Exercise goal:
Please gather every line of the rows below that contains the string "sedan", matching case exactly, and copy each one.

[Stored dataset rows]
## START
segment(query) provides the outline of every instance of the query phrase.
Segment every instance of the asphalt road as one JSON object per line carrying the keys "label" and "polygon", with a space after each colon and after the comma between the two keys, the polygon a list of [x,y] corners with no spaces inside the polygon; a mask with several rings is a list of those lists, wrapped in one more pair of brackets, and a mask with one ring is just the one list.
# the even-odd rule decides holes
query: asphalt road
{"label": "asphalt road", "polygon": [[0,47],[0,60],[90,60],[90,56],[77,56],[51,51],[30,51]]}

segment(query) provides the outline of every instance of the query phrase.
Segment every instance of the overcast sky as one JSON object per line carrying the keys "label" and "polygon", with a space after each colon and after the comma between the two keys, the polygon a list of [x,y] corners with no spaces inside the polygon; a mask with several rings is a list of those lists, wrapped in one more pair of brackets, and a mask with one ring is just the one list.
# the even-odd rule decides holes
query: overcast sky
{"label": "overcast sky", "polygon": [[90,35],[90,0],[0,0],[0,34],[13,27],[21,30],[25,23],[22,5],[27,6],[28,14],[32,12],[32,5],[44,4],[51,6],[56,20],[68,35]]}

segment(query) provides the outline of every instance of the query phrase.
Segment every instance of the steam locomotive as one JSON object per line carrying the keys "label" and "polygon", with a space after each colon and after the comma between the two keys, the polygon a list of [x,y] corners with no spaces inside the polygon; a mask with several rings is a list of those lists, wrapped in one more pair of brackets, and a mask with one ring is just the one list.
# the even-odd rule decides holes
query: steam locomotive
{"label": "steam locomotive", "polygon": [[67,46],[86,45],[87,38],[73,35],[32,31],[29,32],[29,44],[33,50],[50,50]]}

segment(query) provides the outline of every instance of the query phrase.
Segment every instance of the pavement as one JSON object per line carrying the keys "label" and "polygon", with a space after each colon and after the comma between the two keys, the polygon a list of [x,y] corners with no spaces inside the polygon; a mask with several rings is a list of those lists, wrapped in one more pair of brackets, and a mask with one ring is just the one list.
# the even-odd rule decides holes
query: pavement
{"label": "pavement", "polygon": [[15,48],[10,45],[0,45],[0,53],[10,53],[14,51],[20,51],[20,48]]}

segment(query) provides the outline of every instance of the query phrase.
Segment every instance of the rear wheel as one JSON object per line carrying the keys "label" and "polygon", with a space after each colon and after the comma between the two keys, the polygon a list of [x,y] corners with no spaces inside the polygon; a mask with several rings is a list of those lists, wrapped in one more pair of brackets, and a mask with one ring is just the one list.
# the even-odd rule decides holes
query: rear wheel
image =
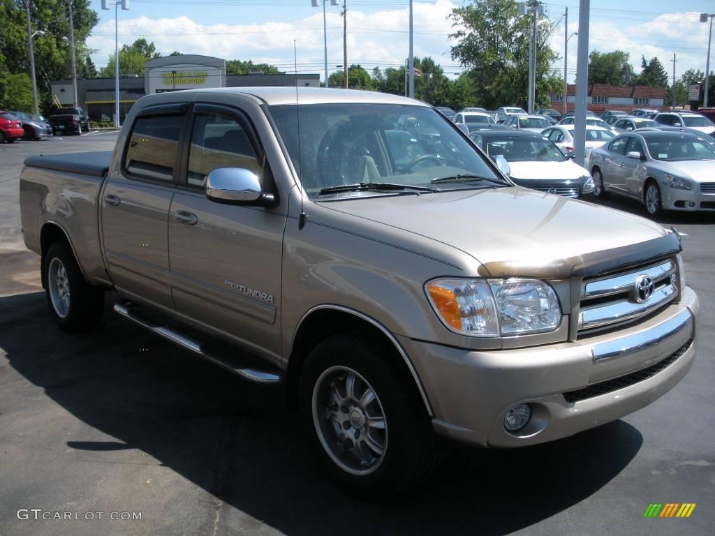
{"label": "rear wheel", "polygon": [[83,332],[97,327],[102,319],[104,292],[87,282],[65,242],[50,246],[42,269],[47,303],[59,328]]}

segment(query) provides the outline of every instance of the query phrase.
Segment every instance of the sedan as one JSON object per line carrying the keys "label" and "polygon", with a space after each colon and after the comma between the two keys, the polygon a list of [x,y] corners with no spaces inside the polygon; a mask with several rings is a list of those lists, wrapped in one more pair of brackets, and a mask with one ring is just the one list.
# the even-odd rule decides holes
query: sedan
## END
Output for this task:
Segment every instance of the sedan as one JSON object per line carrying the keys "label" and "polygon", with a space after each colon and after the comma between the two keys, the polygon a list of [x,y] corners with no spaces inside the polygon; a mask with several rings is a list of those lists, wrapped in one more pair of brackets, and a mask with one ring is just the one list.
query: sedan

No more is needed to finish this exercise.